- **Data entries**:

============================================================

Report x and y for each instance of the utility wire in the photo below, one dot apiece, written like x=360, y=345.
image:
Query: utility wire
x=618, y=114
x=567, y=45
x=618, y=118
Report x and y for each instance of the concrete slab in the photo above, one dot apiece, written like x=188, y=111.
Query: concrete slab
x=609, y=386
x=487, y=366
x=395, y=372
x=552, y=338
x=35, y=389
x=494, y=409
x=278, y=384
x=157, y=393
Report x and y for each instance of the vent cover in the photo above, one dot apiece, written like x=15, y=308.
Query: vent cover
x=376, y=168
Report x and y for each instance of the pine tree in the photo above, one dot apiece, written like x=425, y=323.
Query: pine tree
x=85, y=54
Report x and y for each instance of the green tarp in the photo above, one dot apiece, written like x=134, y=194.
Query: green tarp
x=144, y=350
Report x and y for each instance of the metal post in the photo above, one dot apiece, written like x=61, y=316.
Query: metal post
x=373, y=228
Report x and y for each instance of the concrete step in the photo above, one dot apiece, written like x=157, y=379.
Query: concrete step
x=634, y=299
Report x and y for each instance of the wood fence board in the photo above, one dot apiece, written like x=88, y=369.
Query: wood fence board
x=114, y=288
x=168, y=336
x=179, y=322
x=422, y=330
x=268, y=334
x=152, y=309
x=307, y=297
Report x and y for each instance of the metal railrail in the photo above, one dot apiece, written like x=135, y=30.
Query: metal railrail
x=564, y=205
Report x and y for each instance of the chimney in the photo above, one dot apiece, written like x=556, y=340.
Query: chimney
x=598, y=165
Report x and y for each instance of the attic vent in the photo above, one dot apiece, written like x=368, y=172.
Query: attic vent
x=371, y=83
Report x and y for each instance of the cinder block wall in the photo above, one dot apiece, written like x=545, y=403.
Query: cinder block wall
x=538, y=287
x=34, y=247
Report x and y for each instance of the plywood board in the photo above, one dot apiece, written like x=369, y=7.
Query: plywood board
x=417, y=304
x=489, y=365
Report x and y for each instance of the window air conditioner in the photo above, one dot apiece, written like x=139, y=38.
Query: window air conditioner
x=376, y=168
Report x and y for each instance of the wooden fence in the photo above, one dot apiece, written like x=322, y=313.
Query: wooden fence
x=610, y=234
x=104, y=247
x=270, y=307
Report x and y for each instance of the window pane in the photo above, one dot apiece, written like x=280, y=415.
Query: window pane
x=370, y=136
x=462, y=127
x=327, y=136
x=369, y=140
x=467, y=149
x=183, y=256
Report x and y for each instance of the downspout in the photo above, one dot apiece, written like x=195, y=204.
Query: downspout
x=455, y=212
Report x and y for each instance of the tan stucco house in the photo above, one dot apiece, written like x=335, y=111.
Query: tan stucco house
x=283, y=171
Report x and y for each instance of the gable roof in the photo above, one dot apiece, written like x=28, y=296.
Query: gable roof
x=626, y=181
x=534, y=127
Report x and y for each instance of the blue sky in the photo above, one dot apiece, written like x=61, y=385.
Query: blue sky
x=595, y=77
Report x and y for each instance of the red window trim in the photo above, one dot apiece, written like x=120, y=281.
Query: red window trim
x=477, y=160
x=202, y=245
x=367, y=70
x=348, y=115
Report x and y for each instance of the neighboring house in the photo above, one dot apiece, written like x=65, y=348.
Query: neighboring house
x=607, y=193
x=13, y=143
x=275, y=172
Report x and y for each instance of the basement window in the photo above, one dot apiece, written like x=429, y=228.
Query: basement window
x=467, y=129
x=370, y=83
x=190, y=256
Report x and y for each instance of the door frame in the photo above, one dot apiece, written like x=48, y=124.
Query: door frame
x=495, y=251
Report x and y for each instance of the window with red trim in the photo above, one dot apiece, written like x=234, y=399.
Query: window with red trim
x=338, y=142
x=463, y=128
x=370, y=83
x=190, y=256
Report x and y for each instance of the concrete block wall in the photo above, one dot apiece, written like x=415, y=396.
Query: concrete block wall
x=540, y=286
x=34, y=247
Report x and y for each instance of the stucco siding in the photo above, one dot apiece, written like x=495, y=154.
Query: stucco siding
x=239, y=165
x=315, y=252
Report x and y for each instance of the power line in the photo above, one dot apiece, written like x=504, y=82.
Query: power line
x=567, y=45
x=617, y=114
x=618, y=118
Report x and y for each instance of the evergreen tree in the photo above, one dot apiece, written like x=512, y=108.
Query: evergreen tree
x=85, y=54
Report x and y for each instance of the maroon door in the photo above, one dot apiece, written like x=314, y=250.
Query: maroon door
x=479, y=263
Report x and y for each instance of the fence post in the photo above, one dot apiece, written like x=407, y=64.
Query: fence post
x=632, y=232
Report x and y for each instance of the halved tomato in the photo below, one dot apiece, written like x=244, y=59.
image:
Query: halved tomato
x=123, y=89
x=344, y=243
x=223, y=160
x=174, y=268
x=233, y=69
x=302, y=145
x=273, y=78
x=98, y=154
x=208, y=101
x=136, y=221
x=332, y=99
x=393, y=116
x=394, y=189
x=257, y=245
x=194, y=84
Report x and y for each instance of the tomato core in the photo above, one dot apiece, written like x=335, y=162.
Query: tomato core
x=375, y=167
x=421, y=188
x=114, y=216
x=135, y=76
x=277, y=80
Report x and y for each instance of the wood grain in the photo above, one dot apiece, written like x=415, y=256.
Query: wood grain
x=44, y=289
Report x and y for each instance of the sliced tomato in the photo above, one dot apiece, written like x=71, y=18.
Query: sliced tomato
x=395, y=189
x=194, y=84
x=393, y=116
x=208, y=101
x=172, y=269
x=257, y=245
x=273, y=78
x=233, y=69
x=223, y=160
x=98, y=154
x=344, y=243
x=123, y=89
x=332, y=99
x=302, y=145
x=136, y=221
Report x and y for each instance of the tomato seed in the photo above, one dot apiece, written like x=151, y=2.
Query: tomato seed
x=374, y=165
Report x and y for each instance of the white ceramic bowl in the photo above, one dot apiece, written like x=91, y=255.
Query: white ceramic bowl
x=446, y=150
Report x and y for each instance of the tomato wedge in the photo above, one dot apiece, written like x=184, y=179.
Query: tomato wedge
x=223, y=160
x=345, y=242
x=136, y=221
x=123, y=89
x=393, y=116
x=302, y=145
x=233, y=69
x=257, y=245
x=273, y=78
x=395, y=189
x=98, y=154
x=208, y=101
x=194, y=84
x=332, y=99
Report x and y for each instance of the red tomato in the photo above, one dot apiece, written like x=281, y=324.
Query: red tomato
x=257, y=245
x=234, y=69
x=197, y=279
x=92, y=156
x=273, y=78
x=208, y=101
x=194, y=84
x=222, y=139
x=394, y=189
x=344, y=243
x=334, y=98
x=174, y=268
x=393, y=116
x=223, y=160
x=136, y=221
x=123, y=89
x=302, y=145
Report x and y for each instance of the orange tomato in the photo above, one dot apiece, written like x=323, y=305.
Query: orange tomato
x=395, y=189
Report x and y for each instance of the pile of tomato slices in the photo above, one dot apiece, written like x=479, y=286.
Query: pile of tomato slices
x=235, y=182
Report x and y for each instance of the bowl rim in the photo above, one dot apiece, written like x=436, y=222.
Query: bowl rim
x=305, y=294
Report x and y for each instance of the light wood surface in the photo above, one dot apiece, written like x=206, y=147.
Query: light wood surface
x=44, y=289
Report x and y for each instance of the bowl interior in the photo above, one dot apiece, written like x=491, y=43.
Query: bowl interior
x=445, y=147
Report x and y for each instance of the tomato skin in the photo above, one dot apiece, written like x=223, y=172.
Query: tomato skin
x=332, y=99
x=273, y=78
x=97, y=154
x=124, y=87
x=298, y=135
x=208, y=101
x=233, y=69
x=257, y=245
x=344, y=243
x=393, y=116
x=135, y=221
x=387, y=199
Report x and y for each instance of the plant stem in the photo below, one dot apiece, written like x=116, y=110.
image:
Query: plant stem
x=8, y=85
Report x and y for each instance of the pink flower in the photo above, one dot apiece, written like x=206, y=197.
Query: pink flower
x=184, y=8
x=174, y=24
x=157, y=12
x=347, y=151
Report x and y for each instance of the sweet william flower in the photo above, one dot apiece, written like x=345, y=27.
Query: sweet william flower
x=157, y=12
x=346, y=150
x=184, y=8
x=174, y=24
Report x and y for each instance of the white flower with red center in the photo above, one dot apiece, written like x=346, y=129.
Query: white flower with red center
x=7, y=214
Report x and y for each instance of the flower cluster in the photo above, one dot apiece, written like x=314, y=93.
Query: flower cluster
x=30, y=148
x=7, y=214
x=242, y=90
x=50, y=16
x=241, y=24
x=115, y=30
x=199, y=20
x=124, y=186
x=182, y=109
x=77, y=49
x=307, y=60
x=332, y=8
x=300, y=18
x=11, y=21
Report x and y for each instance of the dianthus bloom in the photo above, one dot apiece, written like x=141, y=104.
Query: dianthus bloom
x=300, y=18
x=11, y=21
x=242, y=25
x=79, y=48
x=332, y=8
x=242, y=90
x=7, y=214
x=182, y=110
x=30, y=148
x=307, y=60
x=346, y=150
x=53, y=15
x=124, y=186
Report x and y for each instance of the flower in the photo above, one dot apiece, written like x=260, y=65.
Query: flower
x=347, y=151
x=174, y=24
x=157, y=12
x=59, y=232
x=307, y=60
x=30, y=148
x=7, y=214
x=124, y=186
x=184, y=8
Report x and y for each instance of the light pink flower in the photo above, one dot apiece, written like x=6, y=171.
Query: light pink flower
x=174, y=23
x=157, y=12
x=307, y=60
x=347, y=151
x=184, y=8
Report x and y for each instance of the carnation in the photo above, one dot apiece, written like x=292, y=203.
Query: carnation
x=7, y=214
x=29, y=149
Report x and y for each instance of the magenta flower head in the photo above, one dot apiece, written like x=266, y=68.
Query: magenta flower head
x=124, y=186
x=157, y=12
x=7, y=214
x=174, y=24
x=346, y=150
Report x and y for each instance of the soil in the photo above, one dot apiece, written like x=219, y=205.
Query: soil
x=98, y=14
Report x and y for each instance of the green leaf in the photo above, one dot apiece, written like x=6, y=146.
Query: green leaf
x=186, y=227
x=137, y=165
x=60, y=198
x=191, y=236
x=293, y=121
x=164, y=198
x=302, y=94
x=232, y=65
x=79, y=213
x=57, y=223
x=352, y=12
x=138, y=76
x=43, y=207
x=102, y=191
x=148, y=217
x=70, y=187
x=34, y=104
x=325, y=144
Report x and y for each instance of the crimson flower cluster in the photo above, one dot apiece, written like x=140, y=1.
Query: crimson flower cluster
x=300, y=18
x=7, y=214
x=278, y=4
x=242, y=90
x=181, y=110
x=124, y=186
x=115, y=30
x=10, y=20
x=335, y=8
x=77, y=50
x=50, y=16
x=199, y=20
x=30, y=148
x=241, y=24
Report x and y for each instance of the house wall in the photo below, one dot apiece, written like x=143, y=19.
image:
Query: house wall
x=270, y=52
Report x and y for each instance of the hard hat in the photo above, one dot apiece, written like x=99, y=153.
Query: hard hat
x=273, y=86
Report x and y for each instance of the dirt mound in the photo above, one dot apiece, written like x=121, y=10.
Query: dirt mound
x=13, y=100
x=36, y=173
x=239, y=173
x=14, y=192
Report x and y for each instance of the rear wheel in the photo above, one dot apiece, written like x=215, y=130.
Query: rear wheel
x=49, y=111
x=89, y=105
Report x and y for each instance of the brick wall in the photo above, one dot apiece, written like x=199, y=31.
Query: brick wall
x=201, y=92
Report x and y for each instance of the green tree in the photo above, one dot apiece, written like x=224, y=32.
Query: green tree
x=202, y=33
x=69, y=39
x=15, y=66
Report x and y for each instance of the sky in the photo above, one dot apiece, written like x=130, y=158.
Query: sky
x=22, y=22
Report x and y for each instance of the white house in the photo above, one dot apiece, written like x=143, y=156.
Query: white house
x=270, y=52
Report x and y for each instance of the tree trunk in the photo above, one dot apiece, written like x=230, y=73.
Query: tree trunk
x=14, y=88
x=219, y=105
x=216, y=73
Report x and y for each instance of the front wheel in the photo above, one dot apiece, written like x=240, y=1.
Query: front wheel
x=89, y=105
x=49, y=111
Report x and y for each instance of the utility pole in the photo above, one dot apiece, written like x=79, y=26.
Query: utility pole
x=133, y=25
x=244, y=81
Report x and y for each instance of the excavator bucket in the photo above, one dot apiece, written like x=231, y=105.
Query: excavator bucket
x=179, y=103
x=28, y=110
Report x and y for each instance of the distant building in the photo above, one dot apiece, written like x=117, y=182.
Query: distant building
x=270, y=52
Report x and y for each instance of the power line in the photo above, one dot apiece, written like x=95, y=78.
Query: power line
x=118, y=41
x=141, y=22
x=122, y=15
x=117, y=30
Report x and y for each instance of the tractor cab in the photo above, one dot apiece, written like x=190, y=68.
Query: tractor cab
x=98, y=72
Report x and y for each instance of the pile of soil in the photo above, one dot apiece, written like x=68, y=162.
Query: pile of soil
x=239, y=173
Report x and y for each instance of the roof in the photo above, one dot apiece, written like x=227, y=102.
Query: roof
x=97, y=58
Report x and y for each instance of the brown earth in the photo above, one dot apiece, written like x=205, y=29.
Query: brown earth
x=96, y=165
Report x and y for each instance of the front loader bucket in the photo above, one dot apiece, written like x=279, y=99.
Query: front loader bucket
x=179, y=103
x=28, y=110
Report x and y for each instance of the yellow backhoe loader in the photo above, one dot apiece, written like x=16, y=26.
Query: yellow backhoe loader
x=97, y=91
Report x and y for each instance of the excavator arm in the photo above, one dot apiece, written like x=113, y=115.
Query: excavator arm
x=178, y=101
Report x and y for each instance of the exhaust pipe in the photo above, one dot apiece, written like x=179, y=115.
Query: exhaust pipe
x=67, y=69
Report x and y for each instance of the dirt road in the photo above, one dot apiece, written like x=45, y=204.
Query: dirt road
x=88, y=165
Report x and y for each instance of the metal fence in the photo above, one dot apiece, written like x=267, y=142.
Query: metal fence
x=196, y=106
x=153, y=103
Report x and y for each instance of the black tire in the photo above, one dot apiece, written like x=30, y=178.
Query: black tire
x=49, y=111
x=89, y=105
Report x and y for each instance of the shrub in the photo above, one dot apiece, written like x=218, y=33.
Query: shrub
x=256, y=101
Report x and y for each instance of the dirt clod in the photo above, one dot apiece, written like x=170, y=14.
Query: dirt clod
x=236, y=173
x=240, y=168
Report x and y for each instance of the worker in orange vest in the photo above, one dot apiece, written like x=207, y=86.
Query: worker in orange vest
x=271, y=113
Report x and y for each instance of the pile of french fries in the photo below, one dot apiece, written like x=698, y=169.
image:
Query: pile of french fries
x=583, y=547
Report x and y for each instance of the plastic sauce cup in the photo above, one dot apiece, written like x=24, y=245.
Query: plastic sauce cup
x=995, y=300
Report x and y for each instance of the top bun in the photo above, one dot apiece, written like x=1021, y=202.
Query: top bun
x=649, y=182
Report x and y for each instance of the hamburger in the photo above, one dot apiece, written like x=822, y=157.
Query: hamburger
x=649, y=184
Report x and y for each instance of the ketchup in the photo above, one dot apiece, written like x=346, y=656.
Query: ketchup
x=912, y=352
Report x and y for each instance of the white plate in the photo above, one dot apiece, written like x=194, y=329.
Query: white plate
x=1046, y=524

============================================================

- **YOUR OBJECTIVE**: Each line above from the one with "Query: orange tomato" up to and including the one with "Report x and y for each instance of the bowl rim" must be set down exactly, and no line outside that span may appear.

- **TASK SOLUTION**:
Query: orange tomato
x=395, y=189
Report x and y for each instance of the pile of tomato slices in the photo above, one dot apiece, written like x=479, y=286.
Query: pile of tomato slices
x=235, y=182
Report x and y for each instance of the bowl rim in the photo above, one dot apiece, written like x=436, y=222.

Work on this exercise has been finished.